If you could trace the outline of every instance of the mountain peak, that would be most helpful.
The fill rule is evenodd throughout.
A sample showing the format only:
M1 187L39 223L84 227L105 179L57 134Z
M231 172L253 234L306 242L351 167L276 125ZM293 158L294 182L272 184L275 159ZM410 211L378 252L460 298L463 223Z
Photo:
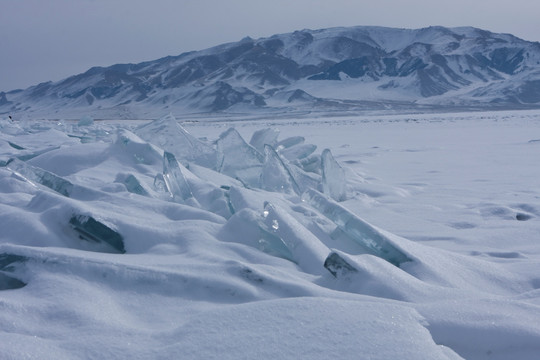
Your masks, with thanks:
M302 101L285 100L295 92ZM155 61L93 67L4 94L0 113L148 117L538 106L539 43L474 27L355 26L248 36Z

WHAT THE EXERCISE ASKS → Convert all of the items above into a single numbered list with no blank lines, and omit the pictures.

SOLUTION TO THIS TASK →
1. If you could trace the outline of every instance of the mountain peak, that would be most helpful.
2. The fill rule is evenodd throughout.
3. A sample showing the format only:
4. M1 187L39 223L84 227L105 179L57 134Z
5. M231 172L253 234L306 242L351 167L276 125ZM293 158L294 182L272 184L275 159ZM410 211L378 252L460 298L463 223Z
6. Photo:
7. Your masks, with thanks:
8. M302 101L285 100L295 92ZM155 61L93 67L4 94L0 113L148 117L538 106L539 43L474 27L355 26L248 36Z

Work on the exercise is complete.